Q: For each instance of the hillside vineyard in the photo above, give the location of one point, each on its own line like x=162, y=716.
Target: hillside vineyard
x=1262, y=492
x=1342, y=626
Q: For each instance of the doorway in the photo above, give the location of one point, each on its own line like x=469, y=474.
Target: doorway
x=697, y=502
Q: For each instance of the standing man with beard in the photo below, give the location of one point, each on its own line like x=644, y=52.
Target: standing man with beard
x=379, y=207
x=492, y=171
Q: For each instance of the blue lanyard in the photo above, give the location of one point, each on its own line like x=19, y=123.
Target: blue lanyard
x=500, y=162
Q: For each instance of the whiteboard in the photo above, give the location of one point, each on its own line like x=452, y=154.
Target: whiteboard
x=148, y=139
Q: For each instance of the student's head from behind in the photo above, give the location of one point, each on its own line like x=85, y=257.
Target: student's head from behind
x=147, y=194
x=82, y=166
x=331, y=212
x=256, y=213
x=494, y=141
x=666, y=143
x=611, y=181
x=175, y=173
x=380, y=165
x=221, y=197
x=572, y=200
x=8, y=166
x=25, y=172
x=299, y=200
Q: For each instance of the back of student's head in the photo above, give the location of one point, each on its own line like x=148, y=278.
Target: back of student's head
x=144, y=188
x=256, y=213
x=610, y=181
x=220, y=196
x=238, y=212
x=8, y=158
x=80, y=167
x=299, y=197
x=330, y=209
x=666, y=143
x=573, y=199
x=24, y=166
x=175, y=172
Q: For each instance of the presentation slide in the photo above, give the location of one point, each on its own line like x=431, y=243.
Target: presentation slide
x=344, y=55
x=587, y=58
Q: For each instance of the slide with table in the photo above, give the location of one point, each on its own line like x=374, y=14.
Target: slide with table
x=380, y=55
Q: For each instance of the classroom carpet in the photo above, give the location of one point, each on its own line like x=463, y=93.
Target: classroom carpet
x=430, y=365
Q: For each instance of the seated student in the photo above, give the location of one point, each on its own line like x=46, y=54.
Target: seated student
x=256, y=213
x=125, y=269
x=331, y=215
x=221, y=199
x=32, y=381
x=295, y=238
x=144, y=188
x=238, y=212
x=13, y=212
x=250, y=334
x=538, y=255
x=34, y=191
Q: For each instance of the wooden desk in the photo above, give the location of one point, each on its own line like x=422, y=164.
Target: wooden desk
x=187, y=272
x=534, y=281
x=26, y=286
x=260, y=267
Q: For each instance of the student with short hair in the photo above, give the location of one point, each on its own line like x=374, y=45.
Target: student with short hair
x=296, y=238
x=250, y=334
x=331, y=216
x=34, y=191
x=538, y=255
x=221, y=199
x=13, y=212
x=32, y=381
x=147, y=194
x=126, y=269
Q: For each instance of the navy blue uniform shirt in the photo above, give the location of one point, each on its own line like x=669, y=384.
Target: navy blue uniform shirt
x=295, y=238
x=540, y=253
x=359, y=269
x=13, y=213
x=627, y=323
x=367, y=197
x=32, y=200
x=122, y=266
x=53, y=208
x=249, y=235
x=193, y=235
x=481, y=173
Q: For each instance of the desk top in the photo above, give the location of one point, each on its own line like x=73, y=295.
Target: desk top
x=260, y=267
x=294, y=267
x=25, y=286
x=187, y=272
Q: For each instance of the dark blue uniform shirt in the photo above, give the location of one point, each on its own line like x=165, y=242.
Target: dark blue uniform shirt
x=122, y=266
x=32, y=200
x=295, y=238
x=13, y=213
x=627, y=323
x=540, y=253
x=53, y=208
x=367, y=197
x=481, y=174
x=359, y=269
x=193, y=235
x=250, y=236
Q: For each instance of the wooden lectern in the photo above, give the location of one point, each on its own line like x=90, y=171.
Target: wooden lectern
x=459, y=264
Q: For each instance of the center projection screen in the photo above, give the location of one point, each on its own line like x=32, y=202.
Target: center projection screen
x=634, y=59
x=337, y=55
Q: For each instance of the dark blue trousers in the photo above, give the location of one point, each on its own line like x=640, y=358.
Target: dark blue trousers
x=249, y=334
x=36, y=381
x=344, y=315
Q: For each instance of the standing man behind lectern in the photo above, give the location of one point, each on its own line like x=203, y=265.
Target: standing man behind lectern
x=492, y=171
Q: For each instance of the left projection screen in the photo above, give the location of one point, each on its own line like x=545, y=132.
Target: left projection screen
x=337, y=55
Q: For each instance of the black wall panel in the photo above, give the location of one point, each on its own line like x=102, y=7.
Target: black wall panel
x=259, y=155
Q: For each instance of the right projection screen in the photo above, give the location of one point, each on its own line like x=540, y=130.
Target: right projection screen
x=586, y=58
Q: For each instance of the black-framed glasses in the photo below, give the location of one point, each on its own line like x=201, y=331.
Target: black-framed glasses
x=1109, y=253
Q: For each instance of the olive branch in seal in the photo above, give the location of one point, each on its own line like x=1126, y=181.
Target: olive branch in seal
# # # # #
What the task asks: Lines from the entries that contain the string "seal" must be found and copied.

Answer box:
Q: For each instance of the olive branch in seal in the photo above, give the location of one point, each on its own line like x=1126, y=181.
Target: olive branch in seal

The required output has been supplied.